# Text
Edinburgh 2018
Open Source Summit
![© Shuli Goodman © Shuli Goodman](/var/linux_magazin/storage/images/issues/2019/218/2018-os-summit/shuli_goodman2.png/739078-1-eng-US/Shuli_Goodman2.png_medium.png)
© Shuli Goodman
The European leg of the Open Source Summit took place at the Edinburgh International Conference Centre on October 22-24, 2018. The conference was co-located with the Embedded Linux Conference and the OpenIoT Summit.
The the Open Source (OS) Summit [1] kicked off when Jim Zemlin, Executive Director of the Linux Foundation, gave a general introduction to the state of open source software. Throughout the conference, Jim made several more appearances, with helpful updates on what was happening each day.
Keynotes
On the first day, Shuli Goodman delivered her keynote, "Wanted, 10,000 Developers to Electrify the Planet." She is Executive Director of LF Energy, a Linux Foundation open source coalition to "… accelerate and transform the world's relationship to energy" and make the planet more energy efficient. For more information about this talk and others, have a look at the Linux Foundation slides page [2].
The keynote speech by Arjan van de Ven, Intel Fellow and Director of Linux Systems Engineering, was about "Software-Defined Everything." He stated that in a software-defined world, with a feature added here and a feature added there, the development model breaks down, requiring a complete rebuild of the software stack. Because any use case in the cloud begins with Linux, he used his "passion project," Clear Linux, as the Linux distro at the bottom of this new stack and Acorn, a functionally safe and capable hypervisor, as the isolation layer of the new vertical stack integration.
Jonathan Corbett, Executive Editor for LWN.net and a kernel developer, presented the kernel report, in which he gave a brief summary of recent kernel releases. He noted that more than 13,000 changes have taken place in the kernel in the past 12 months and that breakdowns in the 4.15 development cycle were caused by Meltdown and Spectre hardware vulnerabilities. Unlike the Meltdown solution, which had patches in the pipeline when it was disclosed, Corbett explained that the Spectre fixes were completed in secrecy and in isolation instead of in the usual way, in which a team of knowledgeable people are gathered together and given the information they need to effect a solution. The results were different solutions by multiple distributors, none of which survived in the mainline kernel, and developer burnout and frustration. The hope is that lessons have been learned.

# Material

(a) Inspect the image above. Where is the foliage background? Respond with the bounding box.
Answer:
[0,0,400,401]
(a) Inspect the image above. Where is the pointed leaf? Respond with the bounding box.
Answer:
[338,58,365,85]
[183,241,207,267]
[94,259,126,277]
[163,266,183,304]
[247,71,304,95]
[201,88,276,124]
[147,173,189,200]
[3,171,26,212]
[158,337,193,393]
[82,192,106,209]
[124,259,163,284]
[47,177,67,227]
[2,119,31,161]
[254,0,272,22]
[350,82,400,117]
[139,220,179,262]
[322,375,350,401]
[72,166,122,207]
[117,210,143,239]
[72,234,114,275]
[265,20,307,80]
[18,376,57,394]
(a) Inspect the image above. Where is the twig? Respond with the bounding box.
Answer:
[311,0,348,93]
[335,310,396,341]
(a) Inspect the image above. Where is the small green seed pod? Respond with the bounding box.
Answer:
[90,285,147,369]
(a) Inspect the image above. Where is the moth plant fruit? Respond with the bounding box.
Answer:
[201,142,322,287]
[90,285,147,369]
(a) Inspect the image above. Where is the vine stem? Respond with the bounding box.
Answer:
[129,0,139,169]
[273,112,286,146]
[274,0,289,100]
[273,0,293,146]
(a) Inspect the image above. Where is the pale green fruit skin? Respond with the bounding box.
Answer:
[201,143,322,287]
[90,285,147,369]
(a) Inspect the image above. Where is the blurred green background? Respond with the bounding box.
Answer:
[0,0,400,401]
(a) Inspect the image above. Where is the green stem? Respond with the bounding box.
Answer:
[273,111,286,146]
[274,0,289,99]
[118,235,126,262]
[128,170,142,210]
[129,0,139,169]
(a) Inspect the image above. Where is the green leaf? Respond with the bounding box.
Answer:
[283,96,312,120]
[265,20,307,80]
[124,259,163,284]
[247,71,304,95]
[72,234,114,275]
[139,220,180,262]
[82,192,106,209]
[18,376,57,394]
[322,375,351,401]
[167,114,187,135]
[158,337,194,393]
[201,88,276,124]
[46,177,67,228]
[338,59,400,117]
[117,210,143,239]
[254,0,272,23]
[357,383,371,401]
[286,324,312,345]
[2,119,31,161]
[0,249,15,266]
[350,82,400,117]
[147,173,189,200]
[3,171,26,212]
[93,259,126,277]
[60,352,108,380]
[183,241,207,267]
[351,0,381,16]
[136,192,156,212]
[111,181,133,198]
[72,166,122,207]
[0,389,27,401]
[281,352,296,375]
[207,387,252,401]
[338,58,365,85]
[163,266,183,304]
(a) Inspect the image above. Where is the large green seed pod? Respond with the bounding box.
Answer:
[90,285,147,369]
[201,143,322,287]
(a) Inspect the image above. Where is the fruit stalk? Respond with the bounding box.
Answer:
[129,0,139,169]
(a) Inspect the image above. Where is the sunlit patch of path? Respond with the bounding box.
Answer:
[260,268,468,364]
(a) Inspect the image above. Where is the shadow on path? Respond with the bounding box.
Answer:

# Instructions for the task
In the summit report above, reproduce the stretch that begins with the words containing "Jonathan Corbett, Executive" and ends with "have been learned.", swapping "burnout" for "exhaustion".

# Task response
Jonathan Corbett, Executive Editor for LWN.net and a kernel developer, presented the kernel report, in which he gave a brief summary of recent kernel releases. He noted that more than 13,000 changes have taken place in the kernel in the past 12 months and that breakdowns in the 4.15 development cycle were caused by Meltdown and Spectre hardware vulnerabilities. Unlike the Meltdown solution, which had patches in the pipeline when it was disclosed, Corbett explained that the Spectre fixes were completed in secrecy and in isolation instead of in the usual way, in which a team of knowledgeable people are gathered together and given the information they need to effect a solution. The results were different solutions by multiple distributors, none of which survived in the mainline kernel, and developer exhaustion and frustration. The hope is that lessons have been learned.